* GIVEN EXERCISE 1
Copy out the stretch of the smart lock post from "As you’d see" through "with those API.".
* GIVEN EXERCISE 2
Summarize the smart lock post in two sentences.

* PASSAGE TO READ
______________________________
“Sheldon, if you were a robot, and I knew and you didn’t, would you want me to tell you?” – Howard Wolowitz.
As you’d see from many of the other blog posts, I spend more time than I should thinking about home automation. I put a new smart lock in recently, and as often is the case, the product comes with an app for the phone which communicates with a cloud service. Just as often, that cloud service has API that are not documented, nor encouraged to be used by components other than the provided app. It’s such a shame given the work they put into creating the API, that they don’t welcome the automation community in interacting with those API.
______________________________
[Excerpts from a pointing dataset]
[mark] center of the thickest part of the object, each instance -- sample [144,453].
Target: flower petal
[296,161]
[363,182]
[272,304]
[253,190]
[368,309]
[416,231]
______________________________
* WORKED SOLUTION 1
As you’d see from many of the other blog posts, I spend more time than I should thinking about home automation. I put a new smart lock in recently, and as often is the case, the product comes with an app for the phone which communicates with a cloud service. Just as often, that cloud service has API that are not documented, nor encouraged to be used by components other than the provided app. It’s such a shame given the work they put into creating the API, that they don’t welcome the automation community in interacting with those API.

* WORKED SOLUTION 2
The writer, who spends a lot of time thinking about home automation, recently installed a new smart lock that comes with a phone app communicating with a cloud service. Such cloud services often have API that are undocumented and not encouraged for use by anything other than the provided app, which the writer considers a shame given the work put into creating them.